How many lines in the items below contain the string "teeth", with case counting? Reply with the number only.
= = =
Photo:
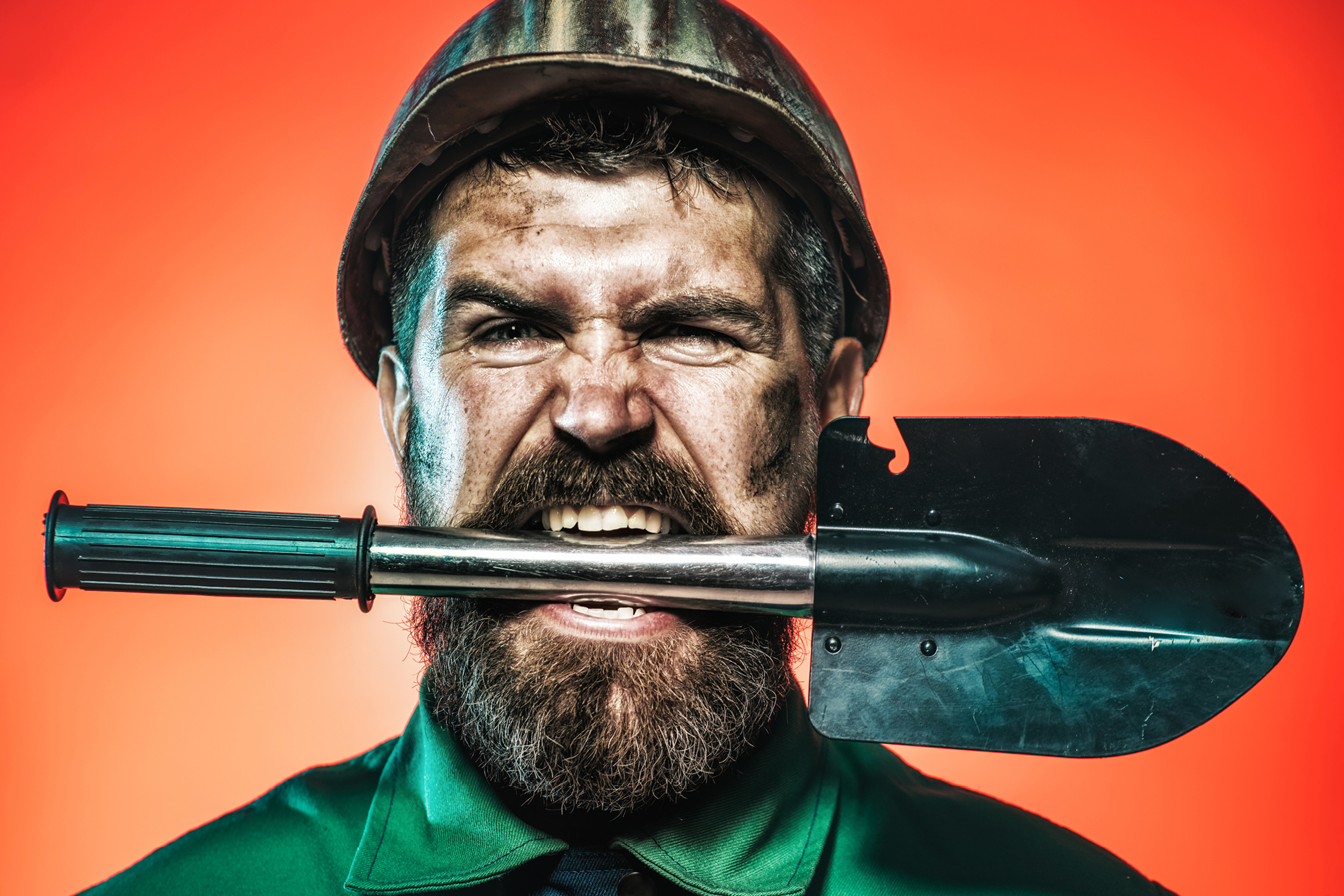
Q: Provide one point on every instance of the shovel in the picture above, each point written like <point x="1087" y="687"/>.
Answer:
<point x="1054" y="586"/>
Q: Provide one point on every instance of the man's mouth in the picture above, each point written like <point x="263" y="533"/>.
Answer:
<point x="605" y="517"/>
<point x="605" y="616"/>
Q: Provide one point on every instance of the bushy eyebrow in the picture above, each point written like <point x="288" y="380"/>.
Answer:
<point x="703" y="306"/>
<point x="477" y="292"/>
<point x="706" y="306"/>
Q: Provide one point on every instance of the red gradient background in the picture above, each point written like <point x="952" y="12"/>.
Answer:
<point x="1120" y="208"/>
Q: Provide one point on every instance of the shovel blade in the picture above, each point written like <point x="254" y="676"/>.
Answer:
<point x="1175" y="589"/>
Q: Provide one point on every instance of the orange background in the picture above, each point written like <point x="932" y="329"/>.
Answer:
<point x="1120" y="208"/>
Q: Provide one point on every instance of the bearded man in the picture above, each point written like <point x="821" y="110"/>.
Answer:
<point x="603" y="289"/>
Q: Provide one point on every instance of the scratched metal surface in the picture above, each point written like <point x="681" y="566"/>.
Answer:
<point x="1178" y="590"/>
<point x="702" y="57"/>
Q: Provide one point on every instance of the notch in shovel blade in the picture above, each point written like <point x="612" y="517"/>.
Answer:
<point x="1135" y="590"/>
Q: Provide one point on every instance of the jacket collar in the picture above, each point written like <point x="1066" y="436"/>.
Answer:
<point x="437" y="824"/>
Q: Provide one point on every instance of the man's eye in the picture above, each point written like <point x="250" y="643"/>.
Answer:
<point x="694" y="335"/>
<point x="511" y="331"/>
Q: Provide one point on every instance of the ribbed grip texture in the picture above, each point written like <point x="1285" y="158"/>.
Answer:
<point x="226" y="553"/>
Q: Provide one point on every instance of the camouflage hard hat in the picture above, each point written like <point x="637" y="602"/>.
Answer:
<point x="726" y="82"/>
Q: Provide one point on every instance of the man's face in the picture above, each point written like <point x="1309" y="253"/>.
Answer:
<point x="588" y="344"/>
<point x="609" y="312"/>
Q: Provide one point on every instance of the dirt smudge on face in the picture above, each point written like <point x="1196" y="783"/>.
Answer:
<point x="773" y="458"/>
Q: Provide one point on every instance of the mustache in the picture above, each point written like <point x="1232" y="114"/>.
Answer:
<point x="567" y="472"/>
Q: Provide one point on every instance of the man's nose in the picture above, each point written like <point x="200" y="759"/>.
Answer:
<point x="601" y="403"/>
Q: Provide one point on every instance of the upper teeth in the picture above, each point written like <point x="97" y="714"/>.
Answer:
<point x="593" y="517"/>
<point x="608" y="613"/>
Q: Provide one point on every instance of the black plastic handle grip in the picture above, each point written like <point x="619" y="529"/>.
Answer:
<point x="226" y="553"/>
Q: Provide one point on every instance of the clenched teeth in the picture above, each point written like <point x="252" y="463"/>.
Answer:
<point x="593" y="517"/>
<point x="608" y="613"/>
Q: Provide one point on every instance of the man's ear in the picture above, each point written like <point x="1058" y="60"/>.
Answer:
<point x="394" y="395"/>
<point x="840" y="389"/>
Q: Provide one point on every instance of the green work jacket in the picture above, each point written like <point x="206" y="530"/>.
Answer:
<point x="802" y="816"/>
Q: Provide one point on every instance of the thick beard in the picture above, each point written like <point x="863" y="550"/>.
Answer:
<point x="589" y="725"/>
<point x="600" y="725"/>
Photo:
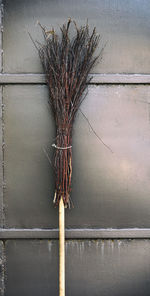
= = =
#### ANSWER BELOW
2